## TEXTO DE ORIGEN
Patrimonio nacional (Cementerio Central, Bogotá)
Uno de los problemas más graves de Colombia sigue siendo esta manía de negar los cementerios
Usted puede decir lo que quiera sobre el alcalde de Bogotá, pues el hombre es una máquina incontinente de frases antipáticas y crudas, pero no podrá decir de él jamás que no haya querido ser alcalde de Bogotá desde que era un niño alto. El señor Enrique Peñalosa, hijo de político así ello nos suene hoy a ofensa, no sólo se ha lanzado cinco veces a la alcaldía de esta ciudad postergada e irrespetada desde hace ya 481 años, sino que ha sido elegido en dos ocasiones porque en las dos ha sido clarísimo que –a pesar de que también se haya lanzado a la presidencia vaya usted a saber por qué– la cumbre de su carrera política ha sido esa: ser alcalde. Lo cual es un verdadero alivio, claro que sí, en un país en donde todo el mundo quiere dirigir la película.

## LÍNEAS EXTRAÍDAS
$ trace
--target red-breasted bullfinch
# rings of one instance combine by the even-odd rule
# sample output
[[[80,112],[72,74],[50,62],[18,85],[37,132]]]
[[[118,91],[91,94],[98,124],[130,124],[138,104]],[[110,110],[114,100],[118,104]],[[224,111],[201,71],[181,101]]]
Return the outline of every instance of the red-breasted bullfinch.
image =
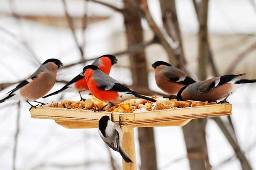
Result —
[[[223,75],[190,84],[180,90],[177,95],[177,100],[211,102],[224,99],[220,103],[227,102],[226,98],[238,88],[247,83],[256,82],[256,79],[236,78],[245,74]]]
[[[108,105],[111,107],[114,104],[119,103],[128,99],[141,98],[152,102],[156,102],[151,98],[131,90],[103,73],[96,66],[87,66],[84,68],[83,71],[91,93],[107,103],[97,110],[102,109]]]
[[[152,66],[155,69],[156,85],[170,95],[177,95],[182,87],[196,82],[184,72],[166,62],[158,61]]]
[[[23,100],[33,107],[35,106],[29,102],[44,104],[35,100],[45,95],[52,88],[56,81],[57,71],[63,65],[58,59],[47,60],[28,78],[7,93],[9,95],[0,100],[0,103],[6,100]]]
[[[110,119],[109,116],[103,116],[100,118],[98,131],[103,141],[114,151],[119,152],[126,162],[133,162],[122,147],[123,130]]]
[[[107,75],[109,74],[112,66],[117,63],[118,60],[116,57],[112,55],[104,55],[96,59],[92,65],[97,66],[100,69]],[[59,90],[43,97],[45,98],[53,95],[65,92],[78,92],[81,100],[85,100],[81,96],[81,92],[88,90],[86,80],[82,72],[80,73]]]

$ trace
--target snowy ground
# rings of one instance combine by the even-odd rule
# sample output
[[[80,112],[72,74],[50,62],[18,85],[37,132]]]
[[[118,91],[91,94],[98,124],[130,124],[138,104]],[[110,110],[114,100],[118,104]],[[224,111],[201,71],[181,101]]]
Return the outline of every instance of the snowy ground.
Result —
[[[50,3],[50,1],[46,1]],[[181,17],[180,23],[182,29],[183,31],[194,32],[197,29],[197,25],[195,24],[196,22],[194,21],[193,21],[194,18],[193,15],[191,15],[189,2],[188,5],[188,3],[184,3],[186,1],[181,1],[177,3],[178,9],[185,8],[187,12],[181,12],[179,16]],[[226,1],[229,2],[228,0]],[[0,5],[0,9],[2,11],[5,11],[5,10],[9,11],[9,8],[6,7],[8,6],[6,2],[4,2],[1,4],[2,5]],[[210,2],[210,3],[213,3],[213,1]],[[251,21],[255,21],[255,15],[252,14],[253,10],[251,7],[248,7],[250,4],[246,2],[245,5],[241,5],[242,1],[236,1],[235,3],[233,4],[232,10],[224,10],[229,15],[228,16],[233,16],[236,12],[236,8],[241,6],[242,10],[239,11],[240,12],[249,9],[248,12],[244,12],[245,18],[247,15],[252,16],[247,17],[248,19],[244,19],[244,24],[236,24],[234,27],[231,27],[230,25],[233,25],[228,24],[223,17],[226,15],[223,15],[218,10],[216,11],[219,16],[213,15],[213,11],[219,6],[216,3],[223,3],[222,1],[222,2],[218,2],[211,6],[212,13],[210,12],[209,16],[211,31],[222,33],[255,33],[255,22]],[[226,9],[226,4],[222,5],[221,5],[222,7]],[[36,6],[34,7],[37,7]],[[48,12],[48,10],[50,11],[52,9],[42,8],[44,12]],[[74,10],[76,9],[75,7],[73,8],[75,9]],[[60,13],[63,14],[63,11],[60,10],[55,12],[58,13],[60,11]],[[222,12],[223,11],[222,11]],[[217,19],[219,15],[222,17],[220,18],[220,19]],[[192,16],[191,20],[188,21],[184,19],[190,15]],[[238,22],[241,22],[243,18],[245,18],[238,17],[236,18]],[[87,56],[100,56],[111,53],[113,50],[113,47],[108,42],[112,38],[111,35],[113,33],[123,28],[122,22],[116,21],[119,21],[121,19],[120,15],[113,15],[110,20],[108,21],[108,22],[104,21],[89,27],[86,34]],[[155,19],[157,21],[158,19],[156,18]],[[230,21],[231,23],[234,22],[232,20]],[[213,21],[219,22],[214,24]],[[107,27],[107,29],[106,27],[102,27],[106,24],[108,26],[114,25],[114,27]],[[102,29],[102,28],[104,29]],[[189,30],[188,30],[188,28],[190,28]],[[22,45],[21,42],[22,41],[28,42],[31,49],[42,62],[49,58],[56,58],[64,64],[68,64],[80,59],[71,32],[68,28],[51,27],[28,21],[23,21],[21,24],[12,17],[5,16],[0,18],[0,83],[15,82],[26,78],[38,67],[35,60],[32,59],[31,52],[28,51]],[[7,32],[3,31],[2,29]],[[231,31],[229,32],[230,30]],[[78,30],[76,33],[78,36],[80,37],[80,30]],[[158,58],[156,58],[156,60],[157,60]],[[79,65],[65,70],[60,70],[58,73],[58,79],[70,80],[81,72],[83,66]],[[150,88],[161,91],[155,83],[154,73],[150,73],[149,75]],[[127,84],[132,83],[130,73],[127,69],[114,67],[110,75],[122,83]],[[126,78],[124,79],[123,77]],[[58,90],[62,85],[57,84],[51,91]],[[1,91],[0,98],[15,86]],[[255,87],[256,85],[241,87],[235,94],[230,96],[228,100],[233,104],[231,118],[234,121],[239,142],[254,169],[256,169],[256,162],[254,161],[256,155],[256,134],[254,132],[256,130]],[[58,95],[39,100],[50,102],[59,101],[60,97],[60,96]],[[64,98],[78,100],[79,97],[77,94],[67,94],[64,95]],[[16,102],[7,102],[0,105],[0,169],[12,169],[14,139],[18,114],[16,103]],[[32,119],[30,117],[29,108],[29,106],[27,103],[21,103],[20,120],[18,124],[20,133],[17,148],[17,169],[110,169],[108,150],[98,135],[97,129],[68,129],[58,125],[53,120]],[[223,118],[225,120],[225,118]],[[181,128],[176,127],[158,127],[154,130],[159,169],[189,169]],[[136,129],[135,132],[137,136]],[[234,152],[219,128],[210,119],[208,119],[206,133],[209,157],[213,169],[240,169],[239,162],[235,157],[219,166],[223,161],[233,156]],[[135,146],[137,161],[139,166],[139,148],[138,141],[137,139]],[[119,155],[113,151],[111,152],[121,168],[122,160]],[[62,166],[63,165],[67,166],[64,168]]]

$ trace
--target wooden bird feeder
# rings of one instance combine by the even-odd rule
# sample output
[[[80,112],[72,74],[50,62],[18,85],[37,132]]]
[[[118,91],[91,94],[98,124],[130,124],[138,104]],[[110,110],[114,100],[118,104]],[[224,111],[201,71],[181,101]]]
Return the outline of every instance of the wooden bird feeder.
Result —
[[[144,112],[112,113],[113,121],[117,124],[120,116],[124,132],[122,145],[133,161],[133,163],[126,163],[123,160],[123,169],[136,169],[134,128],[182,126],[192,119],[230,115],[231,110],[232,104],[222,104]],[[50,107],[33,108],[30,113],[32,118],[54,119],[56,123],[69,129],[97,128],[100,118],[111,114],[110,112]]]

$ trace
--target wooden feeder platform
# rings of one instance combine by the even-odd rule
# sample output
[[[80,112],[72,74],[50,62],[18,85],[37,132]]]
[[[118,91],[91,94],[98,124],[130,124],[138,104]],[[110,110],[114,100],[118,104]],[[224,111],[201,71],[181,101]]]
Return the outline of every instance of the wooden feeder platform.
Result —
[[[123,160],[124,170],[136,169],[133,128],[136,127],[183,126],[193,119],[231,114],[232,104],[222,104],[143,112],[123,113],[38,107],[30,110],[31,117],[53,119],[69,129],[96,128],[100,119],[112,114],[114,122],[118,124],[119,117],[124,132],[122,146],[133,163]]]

## EJERCICIO ESCRITO 1
Resume en pocas oraciones el párrafo del texto de origen que empieza con «Usted puede decir lo que quiera» y conserva sus datos principales.
## EJERCICIO ESCRITO 2
Prosigue el texto de origen sobre el alcalde de Bogotá a partir de su última oración.

## RESPUESTA DEL EJERCICIO 1
Enrique Peñalosa, alcalde de Bogotá e hijo de político, suele decir frases antipáticas y crudas, pero siempre ha querido ser alcalde de la ciudad, desde que era niño. Se ha lanzado cinco veces a la alcaldía de Bogotá, una ciudad postergada e irrespetada desde hace 481 años, y ha ganado en dos ocasiones. En ambas quedó claro que su mayor meta política es la alcaldía, aunque también se lanzó a la presidencia. Eso resulta un alivio en un país donde todo el mundo quiere dirigir la película.

## RESPUESTA DEL EJERCICIO 2
Yo nunca he votado por él. Y entonces me alegra cuando es bueno, y me encojo de hombros cuando suelta una barbaridad. Por ejemplo: el Consejo Nacional de Patrimonio declaró patrimonio nacional un lote, vecino del Cementerio Central de Bogotá, que fue llamado “el cementerio de los pobres” porque allí hay cuatro columbarios de 150 metros –y hay 8.957 nichos intervenidos por la artista Beatriz González, ni más ni menos, a partir de fotos de diarios– que fueron ocupados por las víctimas del incendio y el desmadre y la mortandad del viernes 9 de abril de 1948. Y el alcalde Peñalosa, que quería hacer en ese terreno uno de sus innegables parques, perdió la cabeza en Twitter y arremetió contra los vivos y los muertos durante un par de horas largas: regañó, con ironía fallida, a los ediles de la localidad de Los Mártires, a “los sabios” del Consejo Nacional de Patrimonio que a “esos dibujos les dieron la importancia del Coliseo de Roma” y a los “artistas e intelectuales chapinerunos” que prefieren un camposanto a un espacio para jóvenes.
Y cerró la gritería de niño contrariado, que bien habría podido hacerla mentalmente, de la peor de las maneras: “La artista Beatriz González es muy importante (me encanta su obra)... ¿pero tanto?”, tuiteó.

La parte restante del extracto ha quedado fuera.